TASK DETAILS:
Write out the lines below word for word, starting at the line containing "Batch job #47 — class: blue plastic" and ending with, and including, the line containing "538;320;769;639".

PROVIDED ENTRIES:
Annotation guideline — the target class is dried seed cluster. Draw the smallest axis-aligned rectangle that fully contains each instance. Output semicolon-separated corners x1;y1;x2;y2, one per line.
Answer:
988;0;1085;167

==

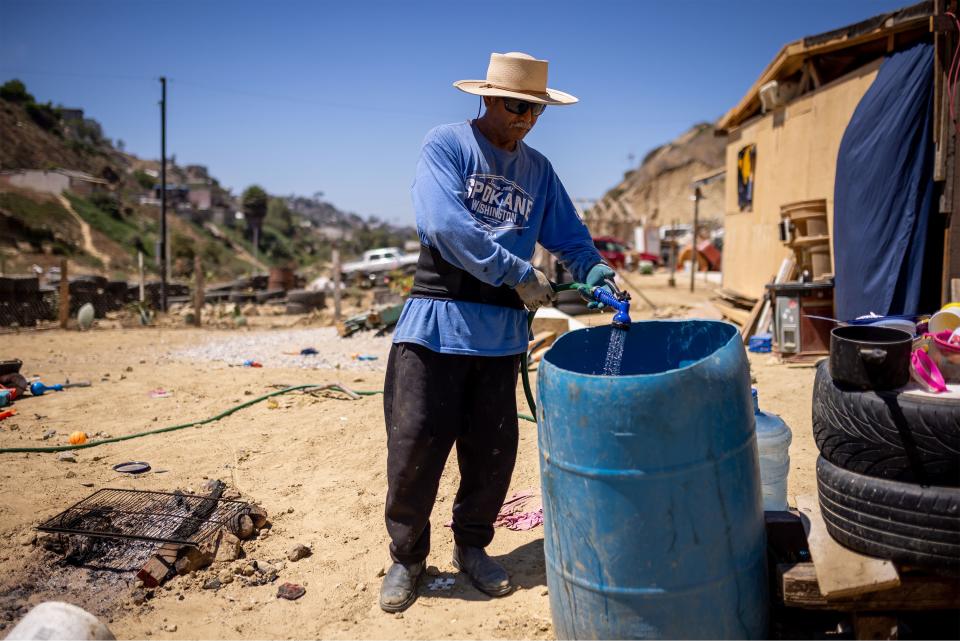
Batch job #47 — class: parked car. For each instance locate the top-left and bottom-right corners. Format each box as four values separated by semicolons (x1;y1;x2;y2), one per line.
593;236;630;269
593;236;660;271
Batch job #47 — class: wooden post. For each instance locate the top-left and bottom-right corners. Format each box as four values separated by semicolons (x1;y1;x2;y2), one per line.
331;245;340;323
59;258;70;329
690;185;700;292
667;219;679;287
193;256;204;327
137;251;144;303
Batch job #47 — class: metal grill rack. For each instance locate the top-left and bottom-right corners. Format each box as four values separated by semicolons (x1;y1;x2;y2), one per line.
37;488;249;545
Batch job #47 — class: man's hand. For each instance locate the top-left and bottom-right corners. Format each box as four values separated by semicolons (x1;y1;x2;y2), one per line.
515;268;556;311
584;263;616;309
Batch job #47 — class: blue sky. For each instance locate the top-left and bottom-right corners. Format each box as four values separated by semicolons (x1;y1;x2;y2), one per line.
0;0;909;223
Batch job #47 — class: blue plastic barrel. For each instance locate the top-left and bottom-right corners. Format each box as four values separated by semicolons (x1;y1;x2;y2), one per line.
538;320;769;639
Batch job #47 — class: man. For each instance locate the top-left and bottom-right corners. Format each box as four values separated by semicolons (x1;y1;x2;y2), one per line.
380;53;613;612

...

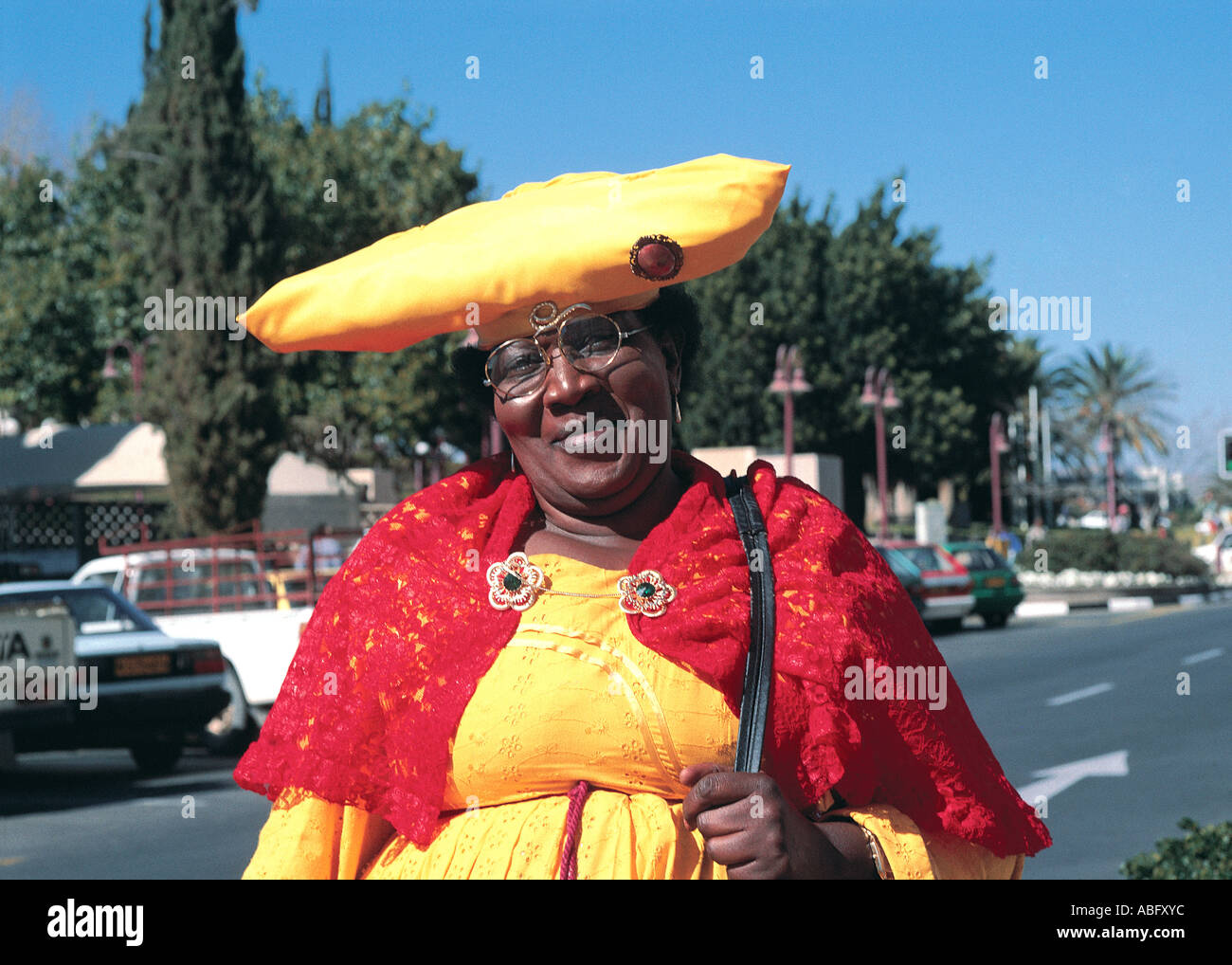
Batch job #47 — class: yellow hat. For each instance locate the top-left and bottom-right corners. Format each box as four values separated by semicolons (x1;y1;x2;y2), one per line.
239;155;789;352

WRITTEN RESPONSE:
Batch job #47 — class: blue plastic barrel. For each instance locate the top-left and bottom-right corners. Format each box as four values separated by semicolons (x1;y1;x2;y2), one per line.
538;320;769;639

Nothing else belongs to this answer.